DIRECTIVE - In the records below, locate each line that contains the word "woman" and copy those lines.

#### DATA EXTRACT ####

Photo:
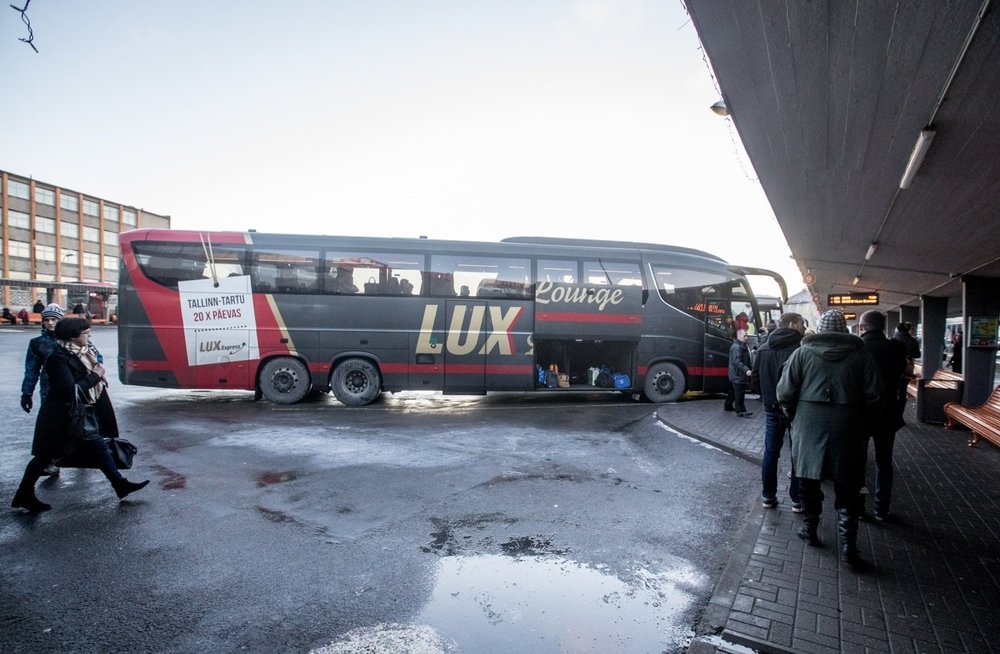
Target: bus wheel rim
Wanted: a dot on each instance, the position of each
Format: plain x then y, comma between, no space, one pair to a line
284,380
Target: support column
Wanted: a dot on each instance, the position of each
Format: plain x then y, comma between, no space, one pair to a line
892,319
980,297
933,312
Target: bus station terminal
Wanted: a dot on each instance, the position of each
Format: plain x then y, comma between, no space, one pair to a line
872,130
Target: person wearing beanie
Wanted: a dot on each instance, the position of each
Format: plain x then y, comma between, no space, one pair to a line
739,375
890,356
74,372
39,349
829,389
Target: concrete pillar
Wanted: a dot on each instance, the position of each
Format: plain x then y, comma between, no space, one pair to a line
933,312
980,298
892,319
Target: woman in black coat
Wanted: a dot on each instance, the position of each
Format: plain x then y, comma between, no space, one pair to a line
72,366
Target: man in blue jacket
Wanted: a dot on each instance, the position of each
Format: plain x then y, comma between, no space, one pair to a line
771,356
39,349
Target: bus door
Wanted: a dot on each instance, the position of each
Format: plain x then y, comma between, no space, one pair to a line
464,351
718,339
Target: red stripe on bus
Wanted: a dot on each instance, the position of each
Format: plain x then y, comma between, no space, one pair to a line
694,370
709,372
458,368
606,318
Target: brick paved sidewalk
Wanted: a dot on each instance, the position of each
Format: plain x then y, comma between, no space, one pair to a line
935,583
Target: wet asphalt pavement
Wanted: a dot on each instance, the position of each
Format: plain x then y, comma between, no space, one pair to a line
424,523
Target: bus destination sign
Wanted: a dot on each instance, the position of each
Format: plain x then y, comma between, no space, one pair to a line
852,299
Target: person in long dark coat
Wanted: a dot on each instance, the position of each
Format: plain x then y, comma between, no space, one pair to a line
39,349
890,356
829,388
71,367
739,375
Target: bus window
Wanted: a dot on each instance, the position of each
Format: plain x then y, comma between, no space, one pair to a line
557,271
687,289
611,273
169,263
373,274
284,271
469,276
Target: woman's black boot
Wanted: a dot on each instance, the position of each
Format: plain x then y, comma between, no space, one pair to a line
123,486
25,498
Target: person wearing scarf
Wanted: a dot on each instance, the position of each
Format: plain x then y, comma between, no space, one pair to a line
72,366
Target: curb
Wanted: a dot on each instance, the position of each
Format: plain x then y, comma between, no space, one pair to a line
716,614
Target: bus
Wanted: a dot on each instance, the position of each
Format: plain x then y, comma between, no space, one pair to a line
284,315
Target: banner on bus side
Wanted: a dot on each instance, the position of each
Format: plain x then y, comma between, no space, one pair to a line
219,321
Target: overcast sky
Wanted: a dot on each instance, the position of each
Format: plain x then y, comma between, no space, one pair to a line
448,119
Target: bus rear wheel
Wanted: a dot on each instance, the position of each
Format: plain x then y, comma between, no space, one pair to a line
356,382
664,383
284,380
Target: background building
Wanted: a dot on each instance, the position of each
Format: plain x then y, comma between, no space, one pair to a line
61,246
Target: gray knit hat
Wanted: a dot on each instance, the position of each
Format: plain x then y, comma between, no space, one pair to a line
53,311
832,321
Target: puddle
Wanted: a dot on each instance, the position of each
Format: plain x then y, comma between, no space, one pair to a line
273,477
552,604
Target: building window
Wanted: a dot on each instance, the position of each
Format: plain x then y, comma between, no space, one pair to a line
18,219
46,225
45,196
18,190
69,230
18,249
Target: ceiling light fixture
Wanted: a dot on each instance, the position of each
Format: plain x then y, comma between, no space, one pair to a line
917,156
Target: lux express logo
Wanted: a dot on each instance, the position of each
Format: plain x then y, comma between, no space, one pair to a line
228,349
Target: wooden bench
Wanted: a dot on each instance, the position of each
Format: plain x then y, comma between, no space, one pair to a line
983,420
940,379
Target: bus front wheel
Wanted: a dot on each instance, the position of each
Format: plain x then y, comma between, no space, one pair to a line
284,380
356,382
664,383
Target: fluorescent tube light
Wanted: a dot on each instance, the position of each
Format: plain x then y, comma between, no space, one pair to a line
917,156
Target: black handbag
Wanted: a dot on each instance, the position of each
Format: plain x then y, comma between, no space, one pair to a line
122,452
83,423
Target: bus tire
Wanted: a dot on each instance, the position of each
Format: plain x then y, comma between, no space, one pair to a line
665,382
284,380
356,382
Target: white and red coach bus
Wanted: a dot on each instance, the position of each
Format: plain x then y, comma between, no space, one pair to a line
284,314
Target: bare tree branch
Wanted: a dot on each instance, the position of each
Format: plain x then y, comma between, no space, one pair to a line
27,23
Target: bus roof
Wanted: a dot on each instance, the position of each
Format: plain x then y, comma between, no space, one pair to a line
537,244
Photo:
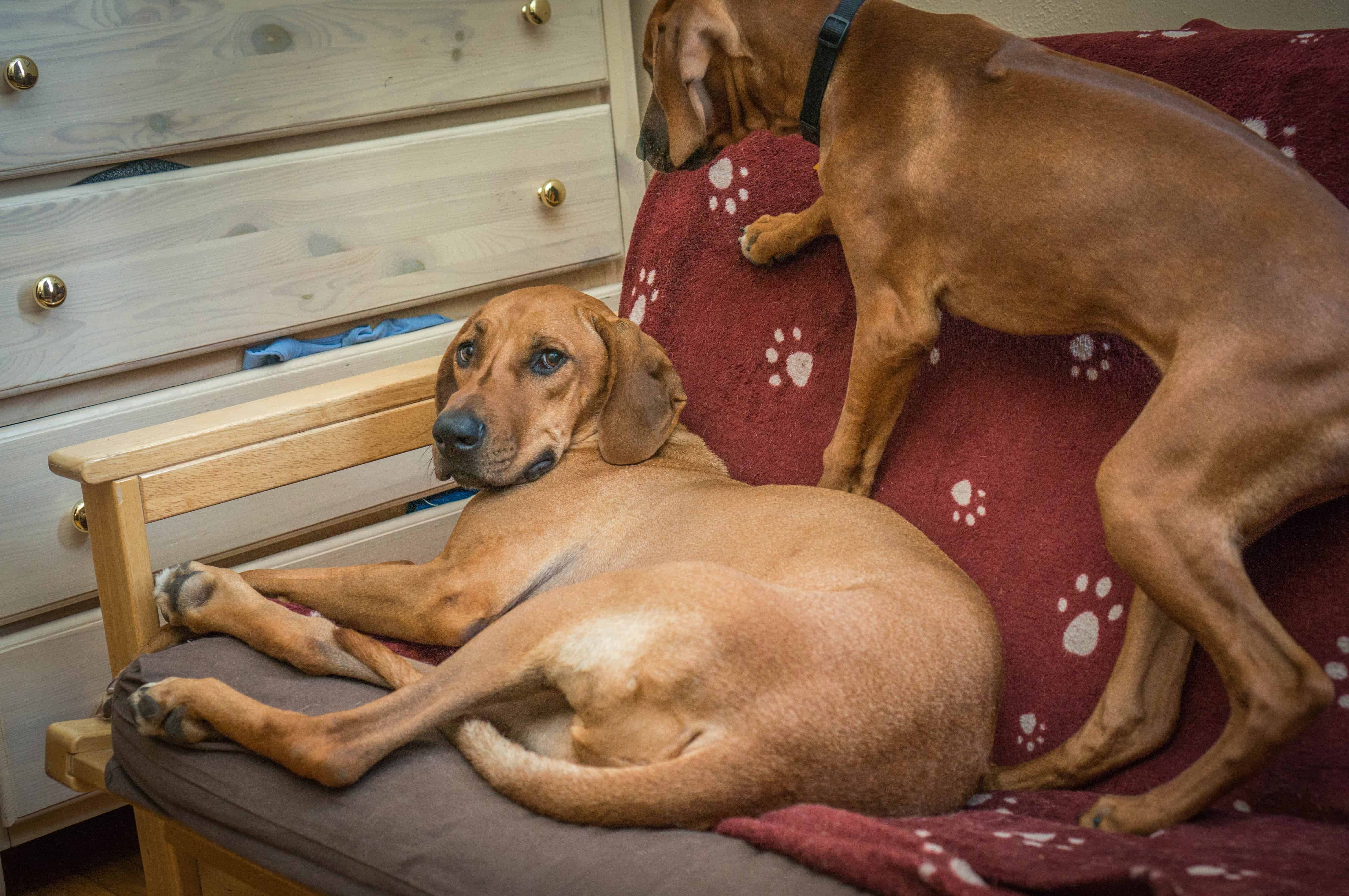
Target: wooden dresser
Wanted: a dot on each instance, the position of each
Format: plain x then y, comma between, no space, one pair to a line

####
#### DATA EXTRACT ####

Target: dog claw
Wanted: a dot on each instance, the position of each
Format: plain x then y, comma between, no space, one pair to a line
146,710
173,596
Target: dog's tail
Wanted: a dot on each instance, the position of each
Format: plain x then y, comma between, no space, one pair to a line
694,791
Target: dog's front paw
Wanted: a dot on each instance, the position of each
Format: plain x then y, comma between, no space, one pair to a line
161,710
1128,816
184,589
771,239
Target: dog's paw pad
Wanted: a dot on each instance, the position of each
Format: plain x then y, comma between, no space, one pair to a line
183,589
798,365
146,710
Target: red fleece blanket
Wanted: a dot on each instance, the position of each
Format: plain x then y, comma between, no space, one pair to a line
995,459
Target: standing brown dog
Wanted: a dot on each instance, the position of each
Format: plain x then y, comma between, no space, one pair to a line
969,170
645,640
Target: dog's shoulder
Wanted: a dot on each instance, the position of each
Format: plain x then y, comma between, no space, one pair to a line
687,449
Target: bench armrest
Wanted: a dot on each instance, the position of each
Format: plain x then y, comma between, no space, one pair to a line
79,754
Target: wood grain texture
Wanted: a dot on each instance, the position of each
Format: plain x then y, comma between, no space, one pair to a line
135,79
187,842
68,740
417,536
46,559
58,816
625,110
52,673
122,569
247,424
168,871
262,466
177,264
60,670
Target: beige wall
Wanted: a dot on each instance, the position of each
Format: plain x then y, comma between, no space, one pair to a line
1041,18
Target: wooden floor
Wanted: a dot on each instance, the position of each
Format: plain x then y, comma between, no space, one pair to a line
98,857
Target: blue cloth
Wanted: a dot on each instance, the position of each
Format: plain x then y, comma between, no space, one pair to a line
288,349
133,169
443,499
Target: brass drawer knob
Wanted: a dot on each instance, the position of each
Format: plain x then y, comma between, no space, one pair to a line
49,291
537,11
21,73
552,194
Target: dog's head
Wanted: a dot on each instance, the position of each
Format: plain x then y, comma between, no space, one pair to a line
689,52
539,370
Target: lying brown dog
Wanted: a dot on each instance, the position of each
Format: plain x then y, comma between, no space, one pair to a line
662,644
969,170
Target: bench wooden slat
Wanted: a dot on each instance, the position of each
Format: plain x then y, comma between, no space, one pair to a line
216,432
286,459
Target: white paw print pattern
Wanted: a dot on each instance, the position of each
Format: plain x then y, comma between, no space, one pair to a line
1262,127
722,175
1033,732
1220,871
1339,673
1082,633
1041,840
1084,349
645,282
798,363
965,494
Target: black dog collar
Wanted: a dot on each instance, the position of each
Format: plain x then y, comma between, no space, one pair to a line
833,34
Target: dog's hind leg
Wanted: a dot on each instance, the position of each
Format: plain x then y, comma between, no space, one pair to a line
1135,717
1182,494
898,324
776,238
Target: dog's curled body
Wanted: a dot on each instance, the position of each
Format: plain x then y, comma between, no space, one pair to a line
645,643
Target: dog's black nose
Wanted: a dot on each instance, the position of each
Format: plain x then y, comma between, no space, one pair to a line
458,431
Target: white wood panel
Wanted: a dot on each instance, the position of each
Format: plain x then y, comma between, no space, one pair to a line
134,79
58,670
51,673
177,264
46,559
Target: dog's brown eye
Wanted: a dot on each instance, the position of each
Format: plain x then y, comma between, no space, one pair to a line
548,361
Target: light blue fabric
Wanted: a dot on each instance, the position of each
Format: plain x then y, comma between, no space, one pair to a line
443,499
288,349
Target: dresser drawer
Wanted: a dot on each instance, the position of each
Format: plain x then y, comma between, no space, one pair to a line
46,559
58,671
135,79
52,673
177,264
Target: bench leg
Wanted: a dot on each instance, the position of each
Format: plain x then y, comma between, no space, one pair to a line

####
#### DATA EXTRACT ####

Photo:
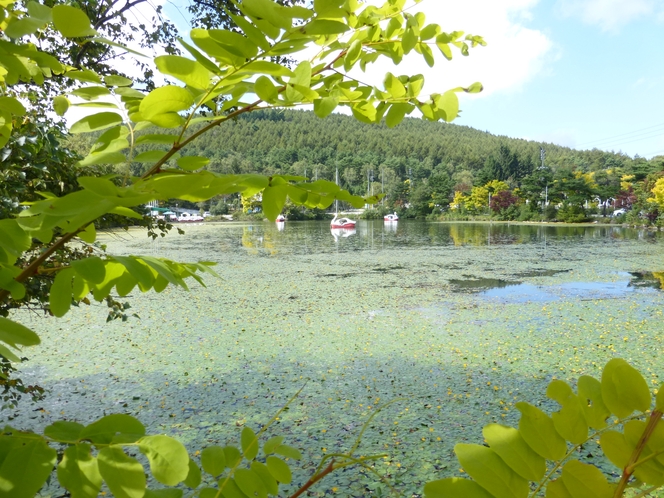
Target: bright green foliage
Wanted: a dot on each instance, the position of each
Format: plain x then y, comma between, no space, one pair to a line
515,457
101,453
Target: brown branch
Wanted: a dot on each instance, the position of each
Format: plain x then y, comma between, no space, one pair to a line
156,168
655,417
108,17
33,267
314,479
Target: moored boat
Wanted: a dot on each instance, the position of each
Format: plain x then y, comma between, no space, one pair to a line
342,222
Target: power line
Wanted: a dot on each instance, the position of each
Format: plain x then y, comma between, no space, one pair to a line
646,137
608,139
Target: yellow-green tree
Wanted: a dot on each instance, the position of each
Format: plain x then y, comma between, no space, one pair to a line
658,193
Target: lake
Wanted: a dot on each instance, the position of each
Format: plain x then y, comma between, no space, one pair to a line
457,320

####

WORKED ANSWER -
Target: woman in black coat
Target: woman's black boot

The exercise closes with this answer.